>> start Input for this task
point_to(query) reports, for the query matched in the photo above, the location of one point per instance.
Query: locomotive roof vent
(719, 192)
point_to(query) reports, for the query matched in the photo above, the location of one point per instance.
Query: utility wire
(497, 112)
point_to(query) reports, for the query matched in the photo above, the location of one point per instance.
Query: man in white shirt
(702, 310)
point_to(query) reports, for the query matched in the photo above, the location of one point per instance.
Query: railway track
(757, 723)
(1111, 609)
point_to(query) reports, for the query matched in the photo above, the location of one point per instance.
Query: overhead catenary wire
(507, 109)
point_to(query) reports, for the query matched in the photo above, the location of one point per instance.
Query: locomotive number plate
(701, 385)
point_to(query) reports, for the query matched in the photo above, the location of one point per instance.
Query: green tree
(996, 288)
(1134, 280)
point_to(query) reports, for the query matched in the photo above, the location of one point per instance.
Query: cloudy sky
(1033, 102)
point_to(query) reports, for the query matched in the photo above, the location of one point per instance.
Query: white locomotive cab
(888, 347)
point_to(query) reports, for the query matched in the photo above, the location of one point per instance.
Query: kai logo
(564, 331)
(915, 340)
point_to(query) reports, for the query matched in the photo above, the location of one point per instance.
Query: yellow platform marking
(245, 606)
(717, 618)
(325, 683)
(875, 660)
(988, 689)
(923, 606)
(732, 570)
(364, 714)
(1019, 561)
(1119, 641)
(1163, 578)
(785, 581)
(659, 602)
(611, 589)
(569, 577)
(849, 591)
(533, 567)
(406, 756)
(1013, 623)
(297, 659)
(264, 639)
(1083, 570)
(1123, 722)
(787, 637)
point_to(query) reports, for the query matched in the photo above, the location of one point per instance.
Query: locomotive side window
>> end Input for this task
## [What is needed]
Reproduce every one of the entries above verbatim, keeping their original order.

## [Answer to the task]
point_to(query) reports, for the query matched in the photo above, the location of one point per instance.
Query: locomotive roof vent
(719, 192)
point_to(query) reports, for the query matched in the photo above, the location of one point per instance.
Query: utility wire
(497, 112)
point_to(query) reports, for the query matched in the photo above, the location of one point per instance.
Query: man in white shirt
(702, 310)
point_to(query) reports, for the query matched in the photo above, the location of one point per instance.
Query: railway track
(757, 723)
(1111, 609)
point_to(query) reports, for the query matched in the photo above, the location of one point per instance.
Query: overhead catenary wire
(507, 109)
point_to(query) reports, for the query matched in the photo above, the location of one point per instance.
Query: locomotive number plate
(701, 385)
point_to(query) reports, for the query matched in the photo above, the location of one point per instance.
Query: green tree
(996, 288)
(1134, 280)
point_to(query) reports, for the query matched in the photo above, the location of one point per instance.
Query: cloudy sky
(1033, 102)
point_to(query) reports, for the query matched in the photo above, the location of one point per instance.
Query: white locomotive cab
(888, 347)
point_to(query) reports, for the query matched in the photo above, the location of one point per instance.
Query: kai logo
(564, 331)
(915, 340)
point_to(query) reports, for the query matched in the photo above, the location of one point per instance.
Query: yellow platform marking
(245, 606)
(717, 618)
(325, 683)
(875, 660)
(988, 689)
(923, 606)
(732, 570)
(364, 714)
(1019, 561)
(1119, 641)
(1163, 578)
(785, 581)
(659, 602)
(611, 589)
(569, 577)
(849, 591)
(533, 567)
(406, 756)
(1013, 623)
(297, 659)
(264, 639)
(1083, 570)
(1123, 722)
(787, 637)
point_to(query) reports, for the query matched in the photo above, the location of one point per instance.
Query: locomotive side window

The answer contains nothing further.